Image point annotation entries
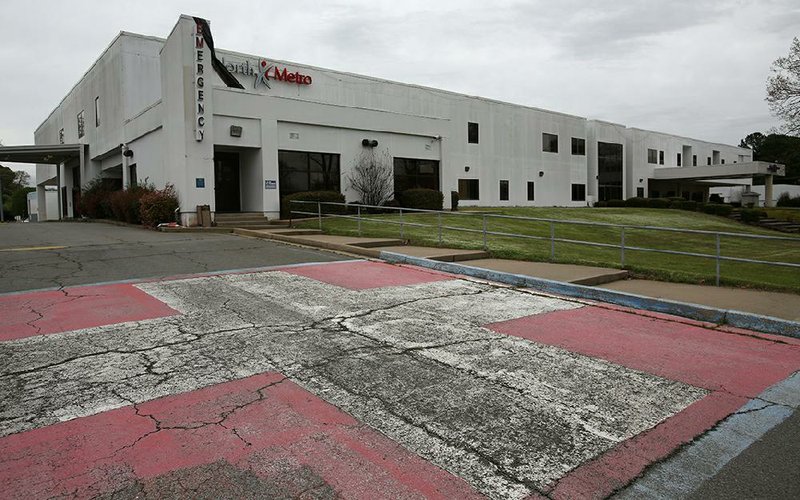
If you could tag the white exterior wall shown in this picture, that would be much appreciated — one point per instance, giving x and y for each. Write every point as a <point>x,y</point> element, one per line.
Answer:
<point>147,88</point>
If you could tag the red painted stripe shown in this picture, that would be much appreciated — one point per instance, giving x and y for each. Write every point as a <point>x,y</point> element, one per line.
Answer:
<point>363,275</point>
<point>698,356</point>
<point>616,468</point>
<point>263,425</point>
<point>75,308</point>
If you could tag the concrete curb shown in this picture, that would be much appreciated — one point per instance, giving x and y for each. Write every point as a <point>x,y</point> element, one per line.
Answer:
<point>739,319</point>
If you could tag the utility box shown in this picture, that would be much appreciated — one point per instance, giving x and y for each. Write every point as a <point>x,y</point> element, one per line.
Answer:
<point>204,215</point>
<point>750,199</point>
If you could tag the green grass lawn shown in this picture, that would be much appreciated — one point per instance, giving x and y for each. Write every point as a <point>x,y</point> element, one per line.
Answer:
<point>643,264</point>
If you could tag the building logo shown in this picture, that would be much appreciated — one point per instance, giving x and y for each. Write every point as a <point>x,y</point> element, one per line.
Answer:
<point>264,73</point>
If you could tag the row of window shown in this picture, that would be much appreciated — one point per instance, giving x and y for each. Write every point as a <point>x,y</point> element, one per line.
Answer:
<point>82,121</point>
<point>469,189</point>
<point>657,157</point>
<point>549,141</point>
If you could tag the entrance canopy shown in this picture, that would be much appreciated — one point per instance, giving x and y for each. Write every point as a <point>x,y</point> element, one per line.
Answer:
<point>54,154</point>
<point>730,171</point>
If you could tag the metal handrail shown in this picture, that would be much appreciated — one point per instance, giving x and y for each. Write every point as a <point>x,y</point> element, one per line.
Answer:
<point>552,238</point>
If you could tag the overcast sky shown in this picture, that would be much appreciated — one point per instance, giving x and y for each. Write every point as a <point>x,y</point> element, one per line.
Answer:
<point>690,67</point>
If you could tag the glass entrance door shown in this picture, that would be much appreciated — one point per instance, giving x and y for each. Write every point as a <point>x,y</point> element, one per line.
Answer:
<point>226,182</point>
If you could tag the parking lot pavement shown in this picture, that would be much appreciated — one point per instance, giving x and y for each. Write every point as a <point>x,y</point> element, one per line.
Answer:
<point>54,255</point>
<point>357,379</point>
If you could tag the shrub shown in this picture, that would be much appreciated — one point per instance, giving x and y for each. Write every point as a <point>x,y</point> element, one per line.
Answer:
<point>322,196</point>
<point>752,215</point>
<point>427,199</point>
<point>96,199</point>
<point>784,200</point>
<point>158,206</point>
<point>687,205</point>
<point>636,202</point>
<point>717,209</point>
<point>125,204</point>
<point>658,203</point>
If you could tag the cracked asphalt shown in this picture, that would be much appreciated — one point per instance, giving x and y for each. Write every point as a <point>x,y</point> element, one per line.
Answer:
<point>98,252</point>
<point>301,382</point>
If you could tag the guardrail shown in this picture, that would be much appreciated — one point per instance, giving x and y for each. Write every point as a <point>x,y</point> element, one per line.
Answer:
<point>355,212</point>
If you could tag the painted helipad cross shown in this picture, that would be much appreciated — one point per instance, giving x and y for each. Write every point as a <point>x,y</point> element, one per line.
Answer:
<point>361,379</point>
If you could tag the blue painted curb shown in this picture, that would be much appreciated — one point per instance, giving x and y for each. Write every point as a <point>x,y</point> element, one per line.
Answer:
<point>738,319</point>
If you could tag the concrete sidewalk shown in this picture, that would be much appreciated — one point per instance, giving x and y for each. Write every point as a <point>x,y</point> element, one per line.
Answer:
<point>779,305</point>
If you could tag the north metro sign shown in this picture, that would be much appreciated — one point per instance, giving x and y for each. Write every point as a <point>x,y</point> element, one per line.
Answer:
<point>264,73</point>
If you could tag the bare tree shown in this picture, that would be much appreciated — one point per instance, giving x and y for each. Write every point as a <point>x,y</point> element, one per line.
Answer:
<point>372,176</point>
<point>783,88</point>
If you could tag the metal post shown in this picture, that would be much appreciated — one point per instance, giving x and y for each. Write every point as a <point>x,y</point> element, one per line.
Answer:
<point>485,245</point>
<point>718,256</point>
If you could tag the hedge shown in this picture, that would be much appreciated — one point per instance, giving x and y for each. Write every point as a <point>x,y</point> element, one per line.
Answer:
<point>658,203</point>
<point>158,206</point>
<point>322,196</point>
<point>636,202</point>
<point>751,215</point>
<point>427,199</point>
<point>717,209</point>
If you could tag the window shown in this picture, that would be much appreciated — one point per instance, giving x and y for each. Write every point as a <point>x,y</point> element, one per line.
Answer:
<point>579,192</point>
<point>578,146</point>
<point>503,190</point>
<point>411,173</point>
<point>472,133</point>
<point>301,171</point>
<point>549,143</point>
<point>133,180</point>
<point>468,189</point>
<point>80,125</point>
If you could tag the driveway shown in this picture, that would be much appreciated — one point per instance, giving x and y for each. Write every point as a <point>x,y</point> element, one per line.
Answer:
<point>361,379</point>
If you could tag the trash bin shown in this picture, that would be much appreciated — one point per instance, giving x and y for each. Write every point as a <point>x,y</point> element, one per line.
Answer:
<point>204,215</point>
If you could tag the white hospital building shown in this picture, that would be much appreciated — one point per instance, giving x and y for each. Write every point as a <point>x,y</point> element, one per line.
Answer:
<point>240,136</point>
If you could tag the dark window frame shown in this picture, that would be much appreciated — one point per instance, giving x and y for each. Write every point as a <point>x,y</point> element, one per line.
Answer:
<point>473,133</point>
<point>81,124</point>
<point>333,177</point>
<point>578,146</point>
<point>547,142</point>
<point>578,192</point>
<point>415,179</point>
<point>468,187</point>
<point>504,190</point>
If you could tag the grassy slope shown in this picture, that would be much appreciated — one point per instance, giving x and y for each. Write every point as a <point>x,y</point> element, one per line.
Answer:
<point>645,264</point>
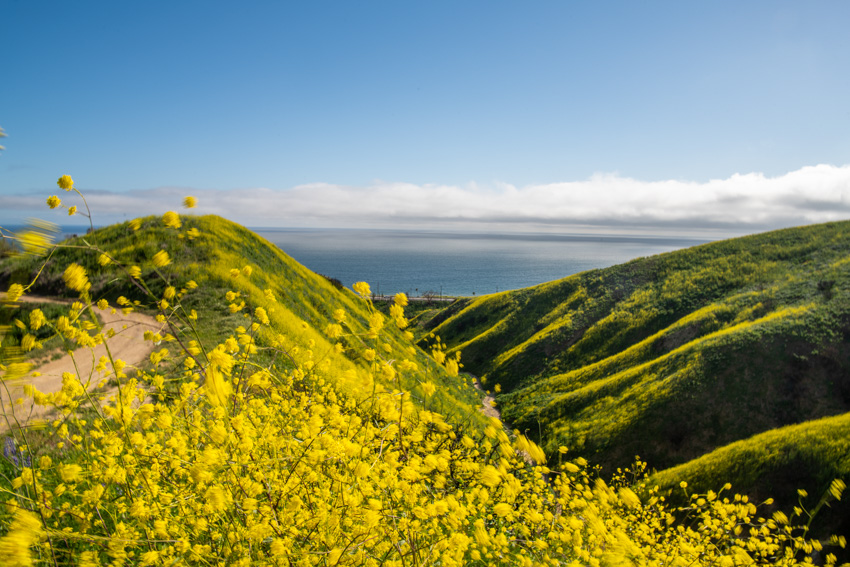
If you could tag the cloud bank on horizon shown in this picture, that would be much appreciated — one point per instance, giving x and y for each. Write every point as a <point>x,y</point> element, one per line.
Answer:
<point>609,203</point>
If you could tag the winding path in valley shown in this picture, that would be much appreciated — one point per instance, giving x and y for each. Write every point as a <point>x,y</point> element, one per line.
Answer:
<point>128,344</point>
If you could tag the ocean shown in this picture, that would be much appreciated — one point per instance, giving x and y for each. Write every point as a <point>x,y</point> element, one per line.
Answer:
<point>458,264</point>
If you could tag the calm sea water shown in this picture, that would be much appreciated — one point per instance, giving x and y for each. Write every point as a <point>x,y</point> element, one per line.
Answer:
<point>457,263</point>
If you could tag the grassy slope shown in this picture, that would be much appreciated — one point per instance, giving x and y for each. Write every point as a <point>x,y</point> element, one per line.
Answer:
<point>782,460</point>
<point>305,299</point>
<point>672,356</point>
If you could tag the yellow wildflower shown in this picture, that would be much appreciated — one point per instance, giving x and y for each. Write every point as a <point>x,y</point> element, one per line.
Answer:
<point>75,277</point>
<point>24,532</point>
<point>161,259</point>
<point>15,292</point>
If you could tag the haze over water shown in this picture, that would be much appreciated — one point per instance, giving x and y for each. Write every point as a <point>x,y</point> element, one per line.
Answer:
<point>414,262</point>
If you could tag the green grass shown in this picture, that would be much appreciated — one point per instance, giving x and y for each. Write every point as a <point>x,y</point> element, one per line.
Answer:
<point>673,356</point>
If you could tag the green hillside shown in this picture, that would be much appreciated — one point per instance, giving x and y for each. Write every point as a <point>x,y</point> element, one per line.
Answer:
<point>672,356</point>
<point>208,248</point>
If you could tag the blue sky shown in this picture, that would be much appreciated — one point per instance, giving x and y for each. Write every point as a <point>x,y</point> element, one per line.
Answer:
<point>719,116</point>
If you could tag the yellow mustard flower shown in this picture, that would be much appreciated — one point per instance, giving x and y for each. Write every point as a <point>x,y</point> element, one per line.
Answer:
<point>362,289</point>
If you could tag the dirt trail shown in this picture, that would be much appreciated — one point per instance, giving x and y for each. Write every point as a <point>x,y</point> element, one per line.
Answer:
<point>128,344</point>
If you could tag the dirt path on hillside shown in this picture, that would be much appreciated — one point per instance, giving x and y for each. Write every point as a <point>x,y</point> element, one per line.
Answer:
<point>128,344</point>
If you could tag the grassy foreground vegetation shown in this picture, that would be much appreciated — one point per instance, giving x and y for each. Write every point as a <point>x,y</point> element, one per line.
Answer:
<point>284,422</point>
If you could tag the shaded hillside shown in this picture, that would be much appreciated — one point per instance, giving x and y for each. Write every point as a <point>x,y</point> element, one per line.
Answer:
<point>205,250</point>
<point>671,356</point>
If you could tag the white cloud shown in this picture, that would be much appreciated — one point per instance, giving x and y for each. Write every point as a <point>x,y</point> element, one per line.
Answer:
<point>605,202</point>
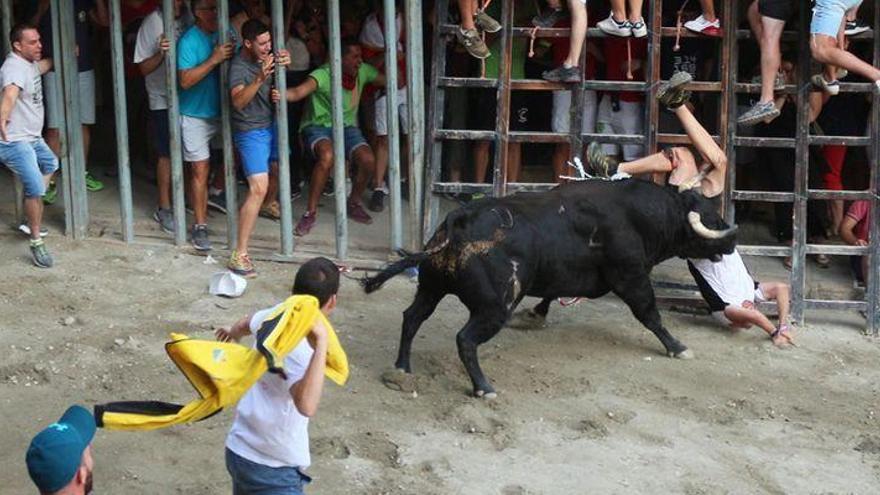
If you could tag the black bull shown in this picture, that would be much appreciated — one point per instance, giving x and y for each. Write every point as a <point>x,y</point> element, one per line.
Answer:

CHALLENGE >> Reproduce everything from the line containing "If you could tag the green grass lawn" down to the line containing "<point>552,238</point>", both included, with no changes.

RESPONSE FOR THIS EXERCISE >>
If you could tag the green grass lawn shown in this picture, that would be much appreciated — one point per instance, giving x and y for each. Write every point as a <point>x,y</point> element, one per line.
Answer:
<point>643,264</point>
If you could tag the building logo shown in this picture, that would be much appreciated — one point per instance, giving x and y for each. Write every point as a <point>x,y</point> element, one per line.
Answer:
<point>264,73</point>
If you could tag the row of window shown in this picture, that would be much appreciated — one point per instance, giving x and y for each. Write every point as a <point>x,y</point> element, one per line.
Answer:
<point>82,121</point>
<point>469,189</point>
<point>657,157</point>
<point>549,141</point>
If you could tag the entrance canopy shown in this picture, that would be much appreciated — one point per instance, giving x and y for each. Write every point as a <point>x,y</point> element, one per line.
Answer:
<point>54,154</point>
<point>730,171</point>
If you could tag the metal handrail shown in this picture, that would be much appreciated — one point per instance, giving x and y for each. Write every point as a <point>x,y</point> element, one per line.
Answer:
<point>552,238</point>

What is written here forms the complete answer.